* **Task brief**
Please quote every line of the material below verbatim.

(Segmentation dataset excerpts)
— Begin —
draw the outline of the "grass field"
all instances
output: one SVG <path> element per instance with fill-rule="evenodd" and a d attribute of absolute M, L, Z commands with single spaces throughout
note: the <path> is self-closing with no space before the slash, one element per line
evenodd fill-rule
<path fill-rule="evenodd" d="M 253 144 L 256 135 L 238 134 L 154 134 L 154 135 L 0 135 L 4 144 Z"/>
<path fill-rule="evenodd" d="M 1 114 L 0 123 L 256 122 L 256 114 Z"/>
— End —
* **Worked solution**
draw the outline of the "grass field"
all instances
output: one SVG <path> element per instance with fill-rule="evenodd" and a d attribute of absolute M, L, Z commands with single spaces throughout
note: the <path> is self-closing with no space before the slash, one element per line
evenodd fill-rule
<path fill-rule="evenodd" d="M 253 144 L 256 135 L 238 134 L 154 134 L 154 135 L 0 135 L 4 144 Z"/>
<path fill-rule="evenodd" d="M 1 114 L 0 123 L 256 122 L 256 114 Z"/>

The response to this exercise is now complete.